** Begin **

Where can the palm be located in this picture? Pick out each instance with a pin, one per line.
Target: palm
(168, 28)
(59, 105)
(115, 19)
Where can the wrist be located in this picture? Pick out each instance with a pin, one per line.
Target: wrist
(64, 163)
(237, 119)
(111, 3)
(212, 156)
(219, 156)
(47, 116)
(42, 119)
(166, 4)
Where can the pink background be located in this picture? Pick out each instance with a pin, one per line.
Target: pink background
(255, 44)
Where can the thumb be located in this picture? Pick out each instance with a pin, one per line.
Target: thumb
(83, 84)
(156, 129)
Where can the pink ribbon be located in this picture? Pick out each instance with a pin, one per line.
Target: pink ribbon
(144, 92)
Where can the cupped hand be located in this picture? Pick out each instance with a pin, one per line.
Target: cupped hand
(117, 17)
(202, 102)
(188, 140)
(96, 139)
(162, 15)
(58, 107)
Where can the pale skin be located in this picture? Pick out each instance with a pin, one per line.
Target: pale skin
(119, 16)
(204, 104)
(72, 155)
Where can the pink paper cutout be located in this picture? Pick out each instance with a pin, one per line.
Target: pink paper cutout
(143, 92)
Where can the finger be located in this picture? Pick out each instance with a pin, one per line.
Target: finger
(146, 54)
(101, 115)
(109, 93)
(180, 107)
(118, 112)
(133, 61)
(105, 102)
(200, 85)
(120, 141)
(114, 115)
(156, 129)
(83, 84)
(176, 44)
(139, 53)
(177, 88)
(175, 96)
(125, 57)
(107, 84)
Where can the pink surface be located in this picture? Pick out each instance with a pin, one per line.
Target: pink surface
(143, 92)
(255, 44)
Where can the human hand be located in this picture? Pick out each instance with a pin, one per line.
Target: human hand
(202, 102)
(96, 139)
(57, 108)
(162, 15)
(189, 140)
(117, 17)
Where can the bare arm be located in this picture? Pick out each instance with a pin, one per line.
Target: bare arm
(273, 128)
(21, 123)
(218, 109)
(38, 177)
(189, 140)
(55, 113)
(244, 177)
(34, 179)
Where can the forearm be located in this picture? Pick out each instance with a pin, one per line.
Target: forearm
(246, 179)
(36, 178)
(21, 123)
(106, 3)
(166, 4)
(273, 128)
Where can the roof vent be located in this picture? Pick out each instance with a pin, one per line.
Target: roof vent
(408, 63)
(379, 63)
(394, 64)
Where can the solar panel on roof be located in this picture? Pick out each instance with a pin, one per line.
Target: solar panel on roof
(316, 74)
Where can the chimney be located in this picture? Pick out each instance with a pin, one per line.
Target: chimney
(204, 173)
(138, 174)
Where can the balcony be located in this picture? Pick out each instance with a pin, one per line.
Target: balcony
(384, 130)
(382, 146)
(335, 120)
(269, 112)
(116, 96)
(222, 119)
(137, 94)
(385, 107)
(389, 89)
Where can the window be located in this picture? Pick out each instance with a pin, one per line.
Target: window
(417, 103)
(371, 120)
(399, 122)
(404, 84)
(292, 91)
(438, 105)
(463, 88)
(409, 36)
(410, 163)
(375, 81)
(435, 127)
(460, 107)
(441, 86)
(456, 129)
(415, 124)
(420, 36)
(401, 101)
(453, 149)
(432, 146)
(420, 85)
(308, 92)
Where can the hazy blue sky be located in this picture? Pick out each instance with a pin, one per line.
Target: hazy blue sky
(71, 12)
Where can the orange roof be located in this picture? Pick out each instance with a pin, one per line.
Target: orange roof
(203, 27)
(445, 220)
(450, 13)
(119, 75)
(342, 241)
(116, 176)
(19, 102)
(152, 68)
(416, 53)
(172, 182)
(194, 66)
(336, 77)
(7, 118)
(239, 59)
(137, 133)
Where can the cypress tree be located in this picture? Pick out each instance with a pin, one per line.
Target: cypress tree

** End **

Present every line of the entries above as a numbered list, leaving out any blank lines.

▶ RESULT BELOW:
1. Where can the palm be located in this picture? Pick out each instance with a pin, one per line.
2. Target: palm
3. (168, 28)
4. (59, 105)
5. (115, 19)
6. Where can the wrist be located in this picture? Pick out each instance with a pin, one per line.
7. Target: wrist
8. (64, 163)
9. (237, 119)
10. (111, 3)
11. (212, 156)
12. (219, 156)
13. (47, 116)
14. (42, 119)
15. (166, 4)
16. Where can the pink background be located in this picture? Pick out each instance with a pin, one per line.
17. Target: pink background
18. (255, 44)
19. Where can the thumb be located in this picture? Pick out each instance with a pin, one per line.
20. Target: thumb
21. (83, 84)
22. (156, 129)
23. Where can the pink ribbon be located in this picture? Pick out each instance with a pin, one per line.
24. Target: pink ribbon
25. (144, 92)
26. Where can the cupped hand be located in this picture? Pick out each instance with a pin, one per line.
27. Target: cupped hand
28. (117, 17)
29. (202, 102)
30. (188, 140)
31. (96, 139)
32. (162, 15)
33. (58, 107)
34. Where can the pale skin be located in this picture? Pick out each instance with a pin, one per line.
35. Target: pale skin
36. (119, 16)
37. (204, 104)
38. (72, 155)
39. Where can the pink paper cutout be located in this picture? Pick out each instance with a pin, one per line.
40. Target: pink paper cutout
41. (143, 92)
42. Where can the finger be located in this picture? Pick out each instance with a pin, one per line.
43. Target: finger
44. (146, 54)
45. (101, 115)
46. (109, 93)
47. (180, 107)
48. (118, 112)
49. (133, 61)
50. (105, 102)
51. (200, 85)
52. (120, 141)
53. (114, 115)
54. (156, 129)
55. (83, 84)
56. (176, 44)
57. (139, 53)
58. (177, 88)
59. (175, 96)
60. (125, 57)
61. (107, 84)
62. Where can the pink surface be located in this picture? Pick out each instance with a pin, one per line.
63. Target: pink surface
64. (143, 92)
65. (255, 44)
66. Where can the human hand be located in this picture? Pick out each instance with a pin, one per line.
67. Target: human hand
68. (202, 102)
69. (96, 139)
70. (57, 108)
71. (162, 15)
72. (189, 140)
73. (117, 17)
74. Where can the bare arm be located in this picture? Pick out each instance with a pin, one per line.
75. Target: bare arm
76. (273, 128)
77. (21, 123)
78. (218, 109)
79. (38, 177)
80. (189, 140)
81. (55, 113)
82. (244, 177)
83. (34, 179)
84. Where can the forearm be located in this picture? Pick out each instance with a pin, one per line.
85. Target: forearm
86. (246, 179)
87. (36, 178)
88. (21, 123)
89. (106, 3)
90. (166, 4)
91. (273, 128)
92. Where can the roof vent be located in this picture? Pick out each instance with a pin, one per line.
93. Target: roof vent
94. (408, 63)
95. (379, 63)
96. (394, 64)
97. Where can the solar panel on roof be located in this picture? Pick out each instance with a pin, one per line.
98. Target: solar panel on roof
99. (316, 74)
100. Where can the chimney be located in this picture? Pick out each instance with a pin, one per line.
101. Target: chimney
102. (204, 173)
103. (138, 174)
104. Where can the balcony be located in this picture? Pick out each instance with a pin, one per line.
105. Target: balcony
106. (384, 130)
107. (382, 146)
108. (335, 120)
109. (269, 112)
110. (116, 96)
111. (222, 119)
112. (137, 94)
113. (385, 107)
114. (389, 89)
115. Where can the window be located in this picture? Pick out each instance with a pin, one per line.
116. Target: window
117. (417, 103)
118. (371, 120)
119. (399, 122)
120. (404, 84)
121. (292, 91)
122. (438, 105)
123. (463, 88)
124. (409, 36)
125. (410, 163)
126. (375, 81)
127. (435, 127)
128. (460, 107)
129. (441, 86)
130. (456, 129)
131. (415, 124)
132. (420, 36)
133. (401, 101)
134. (453, 149)
135. (432, 146)
136. (420, 85)
137. (308, 92)
138. Where can the hazy blue sky be located in this picture? Pick out each instance with a pin, one per line.
139. Target: hazy blue sky
140. (71, 12)
141. Where can the orange roof be located in this picture? Pick out each instance with a pin, one per line.
142. Target: orange roof
143. (203, 27)
144. (445, 220)
145. (450, 13)
146. (119, 75)
147. (342, 241)
148. (116, 176)
149. (19, 102)
150. (152, 68)
151. (416, 53)
152. (172, 182)
153. (194, 66)
154. (336, 77)
155. (7, 118)
156. (239, 59)
157. (137, 133)
158. Where can the cypress tree be located in this picture? Pick out each instance with a pin, one per line.
159. Target: cypress tree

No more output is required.